**DATASET**
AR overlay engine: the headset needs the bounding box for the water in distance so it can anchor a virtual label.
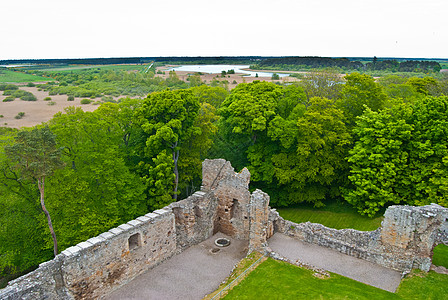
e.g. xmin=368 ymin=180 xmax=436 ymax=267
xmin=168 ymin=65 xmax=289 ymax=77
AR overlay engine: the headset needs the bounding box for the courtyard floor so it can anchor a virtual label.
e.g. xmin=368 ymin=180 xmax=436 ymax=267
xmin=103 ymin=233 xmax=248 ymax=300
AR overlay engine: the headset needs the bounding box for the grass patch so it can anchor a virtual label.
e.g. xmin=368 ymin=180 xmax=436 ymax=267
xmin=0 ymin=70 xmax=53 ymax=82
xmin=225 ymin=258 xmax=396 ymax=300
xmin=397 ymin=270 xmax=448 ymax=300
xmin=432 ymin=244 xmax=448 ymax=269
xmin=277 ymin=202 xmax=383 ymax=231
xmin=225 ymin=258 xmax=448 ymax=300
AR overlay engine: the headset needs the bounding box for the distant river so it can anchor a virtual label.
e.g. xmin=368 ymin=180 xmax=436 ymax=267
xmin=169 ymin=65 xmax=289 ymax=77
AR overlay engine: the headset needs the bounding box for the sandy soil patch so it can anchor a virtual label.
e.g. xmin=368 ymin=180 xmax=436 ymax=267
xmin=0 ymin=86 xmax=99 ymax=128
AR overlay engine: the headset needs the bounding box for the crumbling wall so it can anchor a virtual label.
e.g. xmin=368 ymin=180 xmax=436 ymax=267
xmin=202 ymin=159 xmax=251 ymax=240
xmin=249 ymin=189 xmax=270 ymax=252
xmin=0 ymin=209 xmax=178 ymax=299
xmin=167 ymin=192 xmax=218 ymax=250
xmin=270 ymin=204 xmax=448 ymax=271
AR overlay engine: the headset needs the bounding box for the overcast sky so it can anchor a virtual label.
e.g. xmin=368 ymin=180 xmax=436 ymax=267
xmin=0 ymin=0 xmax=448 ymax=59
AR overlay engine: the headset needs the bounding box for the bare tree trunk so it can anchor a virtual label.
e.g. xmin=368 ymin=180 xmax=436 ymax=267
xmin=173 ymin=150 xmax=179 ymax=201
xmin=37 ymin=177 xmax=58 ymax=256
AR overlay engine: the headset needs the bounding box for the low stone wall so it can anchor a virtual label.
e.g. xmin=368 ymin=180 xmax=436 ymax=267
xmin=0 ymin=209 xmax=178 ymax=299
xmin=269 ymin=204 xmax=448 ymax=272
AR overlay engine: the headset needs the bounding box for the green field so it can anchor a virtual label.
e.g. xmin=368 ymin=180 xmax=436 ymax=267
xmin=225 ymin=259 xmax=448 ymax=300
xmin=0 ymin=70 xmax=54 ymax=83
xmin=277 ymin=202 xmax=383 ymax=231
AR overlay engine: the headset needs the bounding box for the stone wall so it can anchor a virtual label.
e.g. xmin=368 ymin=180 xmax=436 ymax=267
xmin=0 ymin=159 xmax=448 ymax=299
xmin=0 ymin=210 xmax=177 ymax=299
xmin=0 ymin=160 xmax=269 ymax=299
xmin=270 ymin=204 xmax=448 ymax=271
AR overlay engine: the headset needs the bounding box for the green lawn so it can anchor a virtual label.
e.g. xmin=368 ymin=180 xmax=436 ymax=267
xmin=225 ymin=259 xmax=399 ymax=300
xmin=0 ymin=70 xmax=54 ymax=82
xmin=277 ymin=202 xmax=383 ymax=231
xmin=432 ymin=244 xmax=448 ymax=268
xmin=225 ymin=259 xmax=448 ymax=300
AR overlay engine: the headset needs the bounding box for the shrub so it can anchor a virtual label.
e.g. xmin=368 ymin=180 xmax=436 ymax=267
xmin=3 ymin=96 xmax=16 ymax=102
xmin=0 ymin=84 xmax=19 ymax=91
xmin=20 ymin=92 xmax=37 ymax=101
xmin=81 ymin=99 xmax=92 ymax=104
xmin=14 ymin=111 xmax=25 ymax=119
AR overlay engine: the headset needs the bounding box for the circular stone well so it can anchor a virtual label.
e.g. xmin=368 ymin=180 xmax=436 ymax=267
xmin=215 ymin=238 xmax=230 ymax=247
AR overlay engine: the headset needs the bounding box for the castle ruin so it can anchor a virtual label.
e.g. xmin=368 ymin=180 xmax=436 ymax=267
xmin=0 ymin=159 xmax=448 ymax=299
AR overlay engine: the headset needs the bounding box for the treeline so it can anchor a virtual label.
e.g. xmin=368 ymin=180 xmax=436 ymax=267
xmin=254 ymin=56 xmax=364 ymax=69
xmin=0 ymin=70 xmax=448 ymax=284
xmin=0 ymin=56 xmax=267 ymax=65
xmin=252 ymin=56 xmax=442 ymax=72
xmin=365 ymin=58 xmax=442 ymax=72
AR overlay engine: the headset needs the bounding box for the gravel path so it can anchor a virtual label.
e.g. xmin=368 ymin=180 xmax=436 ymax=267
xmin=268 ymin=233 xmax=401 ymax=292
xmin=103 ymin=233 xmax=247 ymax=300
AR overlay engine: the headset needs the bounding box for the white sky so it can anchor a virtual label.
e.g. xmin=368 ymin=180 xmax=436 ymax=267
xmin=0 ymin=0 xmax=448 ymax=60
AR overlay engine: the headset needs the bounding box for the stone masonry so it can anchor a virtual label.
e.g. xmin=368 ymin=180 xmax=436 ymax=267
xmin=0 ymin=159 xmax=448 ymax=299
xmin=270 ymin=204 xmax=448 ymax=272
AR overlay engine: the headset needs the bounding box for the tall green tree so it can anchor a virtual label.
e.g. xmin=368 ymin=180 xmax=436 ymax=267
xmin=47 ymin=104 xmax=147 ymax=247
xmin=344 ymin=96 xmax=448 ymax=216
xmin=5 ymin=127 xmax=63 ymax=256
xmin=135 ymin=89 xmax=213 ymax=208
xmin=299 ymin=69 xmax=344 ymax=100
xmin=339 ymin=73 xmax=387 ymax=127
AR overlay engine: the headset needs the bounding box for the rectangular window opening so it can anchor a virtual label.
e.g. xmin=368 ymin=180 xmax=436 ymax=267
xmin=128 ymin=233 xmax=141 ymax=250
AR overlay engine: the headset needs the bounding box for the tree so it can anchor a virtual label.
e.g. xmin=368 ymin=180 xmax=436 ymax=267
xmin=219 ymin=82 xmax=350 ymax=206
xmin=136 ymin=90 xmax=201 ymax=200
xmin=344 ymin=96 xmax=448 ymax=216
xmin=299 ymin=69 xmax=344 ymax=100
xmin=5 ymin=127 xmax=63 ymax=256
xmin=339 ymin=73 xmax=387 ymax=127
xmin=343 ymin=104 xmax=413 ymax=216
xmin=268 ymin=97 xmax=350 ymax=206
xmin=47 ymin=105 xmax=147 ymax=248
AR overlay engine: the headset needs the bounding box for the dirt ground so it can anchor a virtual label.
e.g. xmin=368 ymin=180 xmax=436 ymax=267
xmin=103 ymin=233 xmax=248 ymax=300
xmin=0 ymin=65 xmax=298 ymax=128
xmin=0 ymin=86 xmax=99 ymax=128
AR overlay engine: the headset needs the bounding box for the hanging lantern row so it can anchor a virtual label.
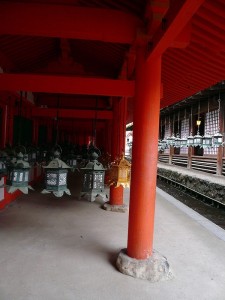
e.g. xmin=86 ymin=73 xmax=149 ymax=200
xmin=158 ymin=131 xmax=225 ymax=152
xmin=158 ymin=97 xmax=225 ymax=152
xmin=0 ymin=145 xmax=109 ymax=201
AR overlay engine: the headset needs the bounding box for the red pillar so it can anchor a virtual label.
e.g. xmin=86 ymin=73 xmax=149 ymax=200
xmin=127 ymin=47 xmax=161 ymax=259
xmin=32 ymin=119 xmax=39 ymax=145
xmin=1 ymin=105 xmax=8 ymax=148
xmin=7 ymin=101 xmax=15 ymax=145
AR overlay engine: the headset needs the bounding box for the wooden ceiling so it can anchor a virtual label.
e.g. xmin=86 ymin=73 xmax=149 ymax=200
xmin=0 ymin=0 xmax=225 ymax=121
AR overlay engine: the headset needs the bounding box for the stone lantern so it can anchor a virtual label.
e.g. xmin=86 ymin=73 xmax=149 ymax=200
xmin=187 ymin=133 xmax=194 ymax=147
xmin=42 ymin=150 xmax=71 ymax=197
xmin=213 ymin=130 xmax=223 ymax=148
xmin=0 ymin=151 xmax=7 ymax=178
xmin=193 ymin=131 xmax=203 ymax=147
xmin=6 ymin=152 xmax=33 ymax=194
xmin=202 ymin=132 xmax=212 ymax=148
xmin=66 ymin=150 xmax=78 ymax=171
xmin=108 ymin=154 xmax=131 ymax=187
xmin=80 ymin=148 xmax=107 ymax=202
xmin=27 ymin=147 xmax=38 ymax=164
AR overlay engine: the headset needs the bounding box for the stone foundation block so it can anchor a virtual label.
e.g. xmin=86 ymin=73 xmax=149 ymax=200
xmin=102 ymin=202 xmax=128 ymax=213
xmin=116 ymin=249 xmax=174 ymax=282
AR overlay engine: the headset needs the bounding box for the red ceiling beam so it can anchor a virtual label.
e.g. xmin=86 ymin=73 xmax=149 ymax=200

**REQUEST**
Please copy out everything from the line containing "path so it can anchor a virtual label." down to the line containing "xmin=128 ymin=233 xmax=141 ymax=250", both ends included, requests too, and nothing else. Multiply every bounding box coordinate in the answers by 0.3 and round to whole numbers with halves going up, leaving the requests and their format samples unchanged.

**RESULT OF THIS TASK**
AR overlay engine: the headset needs the bounding box for the gravel path so it can anchor a virtual label.
e.g. xmin=368 ymin=180 xmax=436 ymax=267
xmin=80 ymin=70 xmax=120 ymax=88
xmin=31 ymin=70 xmax=74 ymax=90
AR overlay engine: the headset needs the bounding box for the white sky so it can anchor a virtual label.
e.g. xmin=368 ymin=180 xmax=436 ymax=267
xmin=0 ymin=0 xmax=134 ymax=18
AR overlay engine: the headset needs the bounding box for the stone masonry so it can anchor a virtual label.
e.g. xmin=368 ymin=180 xmax=436 ymax=267
xmin=0 ymin=48 xmax=134 ymax=90
xmin=81 ymin=61 xmax=134 ymax=82
AR overlay engine: the headset needs the bounding box for the tall green tree so it can anchor a virtual label.
e.g. xmin=368 ymin=180 xmax=436 ymax=267
xmin=14 ymin=31 xmax=44 ymax=74
xmin=103 ymin=29 xmax=134 ymax=65
xmin=2 ymin=38 xmax=19 ymax=77
xmin=41 ymin=27 xmax=64 ymax=62
xmin=90 ymin=21 xmax=103 ymax=30
xmin=102 ymin=22 xmax=116 ymax=38
AR overlay engine: the headset needs the bounding box for the rectangular window opening so it can anchor a virtual label.
e.g. xmin=368 ymin=180 xmax=436 ymax=267
xmin=38 ymin=70 xmax=42 ymax=75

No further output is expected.